* TUJUAN A *
Kutiplah dengan tepat bagian teks tentang persoalan Uyghur, mulai dari "Oleh Silmi Kaffah" dan berlanjut hingga "( Mediaoposisi.com )".

__________________________________________________

Oleh Silmi Kaffah ( Penulis Bela Umat Islam )
Persoalan Uyghur kembali mengemuka, beragam tanggapan mengisi ruang publik. Publik Indonesia kembali diramaikan dengan persoalan Uyghur, setelah beberapa waktu lalu sempat tenggelam. Kini kembali mencuat ke publik dengan suasana yang kental muatan politisnya. Tidak hanya publik Indonesia yang ramai soal Uyghur, namun juga dunia internasional, seorang pemain sepak bola muslim dari club Arsenal di Inggris, Mesut Ozil, mengecam negeri negeri muslim di dunia yang terkesan abai terhadap persoalan Uyghur. ( Mediaoposisi.com )
Melalui akun Twitternya ia mengungkapkan “Tetapi para muslim diam. Mereka tak mau bicara soal ini. Mereka telah mengabaikan mereka (Uighur). Tidak tahukah mereka, menyetujui penyiksaan sama dengan penyiksaan itu sendiri? Imam Ali berkata, ‘Jika kamu tak dapat mencegah penyiksaan, kabarkanlah!,”. (Makassar.terkini.id 15/12/2019 )
Tindakan keras Pemerintah China terhadap etnis minoritas Muslim Uyghur telah mendapat kecaman internasional. Namun beberapa suara yang sebenarnya signifikan, yakni dari negara-negara Muslim malah nyaris tak terdengar. PBB memperkirakan sekitar 1 juta warga dari etnis Uyghur, Kazakh dan minoritas lainnya diduga telah ditahan di Xinjiang barat laut China sejak 2017 sampai saat ini. Para pengamat mengatakan pemerintah negara-negara Muslim memang tidak dimasukkan ke dalam satu kategori, namun, ada sejumlah kesamaan utama di balik kebisuan mereka, yakni pertimbangan politik, ekonomi dan kebijakan luar negeri.

__________________________________________________

* TUJUAN B *
Cetak ulang seluruh baris data latihan di bawah ini tanpa perubahan apa pun, tetapi jangan sertakan gambarnya dalam jawaban.

__________________________________________________

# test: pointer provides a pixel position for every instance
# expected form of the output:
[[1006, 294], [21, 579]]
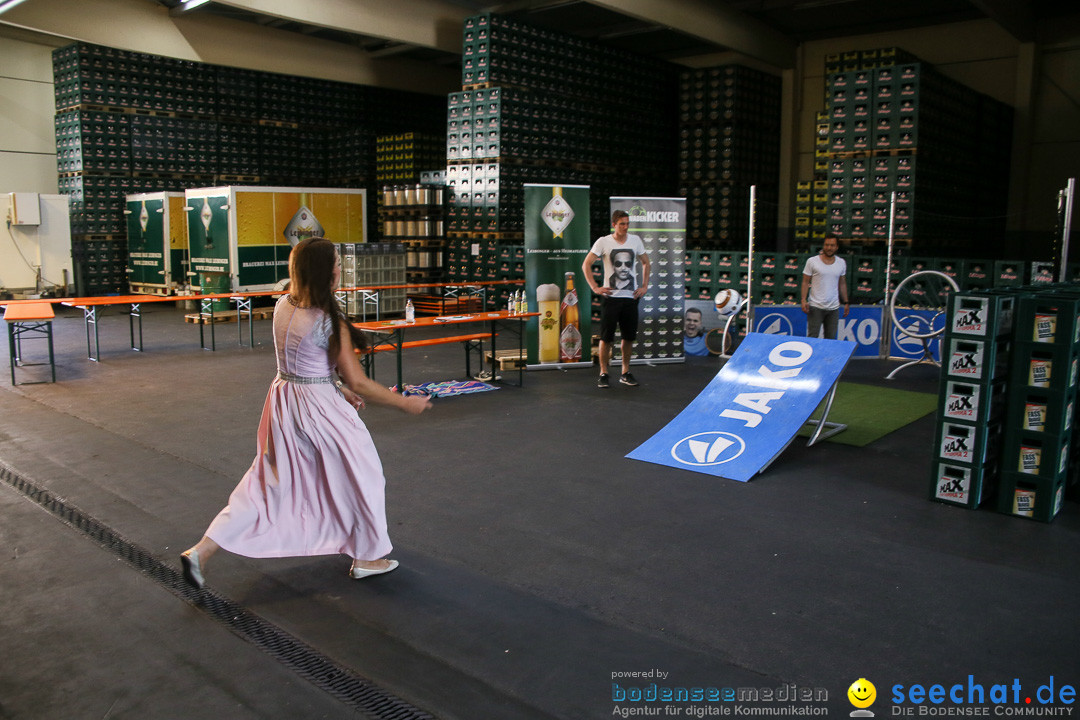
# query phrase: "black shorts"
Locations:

__________________________________________________

* JAWABAN TERTULIS A *
Oleh Silmi Kaffah ( Penulis Bela Umat Islam )
Persoalan Uyghur kembali mengemuka, beragam tanggapan mengisi ruang publik. Publik Indonesia kembali diramaikan dengan persoalan Uyghur, setelah beberapa waktu lalu sempat tenggelam. Kini kembali mencuat ke publik dengan suasana yang kental muatan politisnya. Tidak hanya publik Indonesia yang ramai soal Uyghur, namun juga dunia internasional, seorang pemain sepak bola muslim dari club Arsenal di Inggris, Mesut Ozil, mengecam negeri negeri muslim di dunia yang terkesan abai terhadap persoalan Uyghur. ( Mediaoposisi.com )

* JAWABAN TERTULIS B *
# test: pointer provides a pixel position for every instance
# expected form of the output:
[[1006, 294], [21, 579]]
# query phrase: "black shorts"
Locations:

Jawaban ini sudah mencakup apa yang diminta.